━━━━━ RECORDS PROVIDED ━━━━━

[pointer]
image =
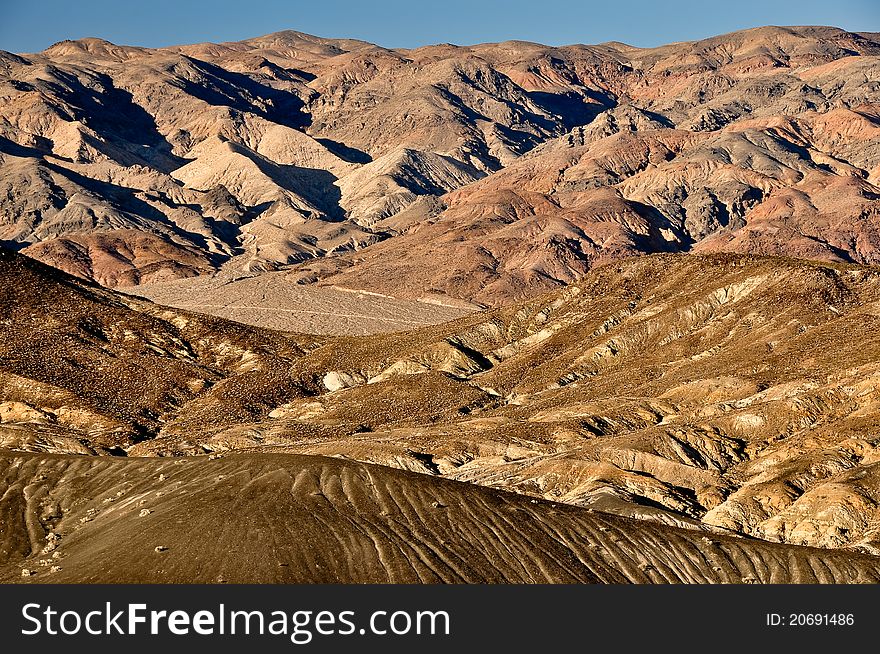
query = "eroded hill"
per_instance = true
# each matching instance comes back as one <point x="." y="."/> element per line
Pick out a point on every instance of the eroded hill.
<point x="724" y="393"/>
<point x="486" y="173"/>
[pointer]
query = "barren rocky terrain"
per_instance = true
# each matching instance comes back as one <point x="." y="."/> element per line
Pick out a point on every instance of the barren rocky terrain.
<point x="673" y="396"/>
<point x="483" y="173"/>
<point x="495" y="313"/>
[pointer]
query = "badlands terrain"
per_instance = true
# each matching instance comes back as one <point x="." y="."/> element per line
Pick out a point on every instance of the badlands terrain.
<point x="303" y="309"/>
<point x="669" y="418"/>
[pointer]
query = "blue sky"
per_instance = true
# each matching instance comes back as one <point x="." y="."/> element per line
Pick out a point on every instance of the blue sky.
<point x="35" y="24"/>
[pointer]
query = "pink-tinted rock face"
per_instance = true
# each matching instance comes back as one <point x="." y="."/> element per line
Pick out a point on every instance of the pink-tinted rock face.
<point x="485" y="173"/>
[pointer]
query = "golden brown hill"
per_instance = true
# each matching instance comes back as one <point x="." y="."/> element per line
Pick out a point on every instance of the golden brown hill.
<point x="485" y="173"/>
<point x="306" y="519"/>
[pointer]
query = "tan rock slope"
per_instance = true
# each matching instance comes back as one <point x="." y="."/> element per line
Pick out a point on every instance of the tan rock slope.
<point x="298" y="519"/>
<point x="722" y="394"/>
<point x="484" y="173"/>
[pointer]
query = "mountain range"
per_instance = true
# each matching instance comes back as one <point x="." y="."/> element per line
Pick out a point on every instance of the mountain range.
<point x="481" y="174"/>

━━━━━

◆ **TASK PROMPT**
Quote every line word for word and keep the images out of the copy.

◆ **TASK ANSWER**
[pointer]
image =
query = "eroded hill"
per_instance = true
# each matching instance comes back as one <point x="." y="."/> element per line
Pick out a point on every instance of the eroded hill.
<point x="724" y="393"/>
<point x="486" y="173"/>
[pointer]
query = "barren rocky terrain"
per_instance = true
# each matching instance comes back as one <point x="." y="."/> element per line
Pick out a point on every instance of the barren rocky terrain.
<point x="673" y="396"/>
<point x="483" y="173"/>
<point x="495" y="313"/>
[pointer]
query = "badlands terrain"
per_instance = true
# each matching instance comes back as one <point x="." y="."/> element per line
Pick out a point on every instance of the badlands terrain.
<point x="303" y="309"/>
<point x="669" y="418"/>
[pointer]
query = "blue sky"
per_instance = true
# each matching instance comes back as one <point x="." y="."/> element per line
Pick out a point on every instance of the blue sky.
<point x="35" y="24"/>
[pointer]
query = "pink-tinted rock face"
per_instance = true
# each matching instance comes back as one <point x="." y="."/> element per line
Pick out a point on every instance of the pink-tinted rock face.
<point x="485" y="173"/>
[pointer]
query = "golden brown hill"
per_instance = true
# each matching instance comes back as one <point x="." y="."/> element per line
Pick out a point on every instance of the golden brown hill.
<point x="485" y="173"/>
<point x="306" y="519"/>
[pointer]
query = "tan rock slope"
per_instance = true
# each matching instance comes back as one <point x="." y="."/> element per line
Pick out a point on every instance of the tan rock slope.
<point x="298" y="519"/>
<point x="722" y="394"/>
<point x="484" y="173"/>
[pointer]
query = "mountain range"
per_instance = true
# each matching instance comes back as one <point x="." y="."/> element per line
Pick out a point on every instance of the mountain range.
<point x="481" y="174"/>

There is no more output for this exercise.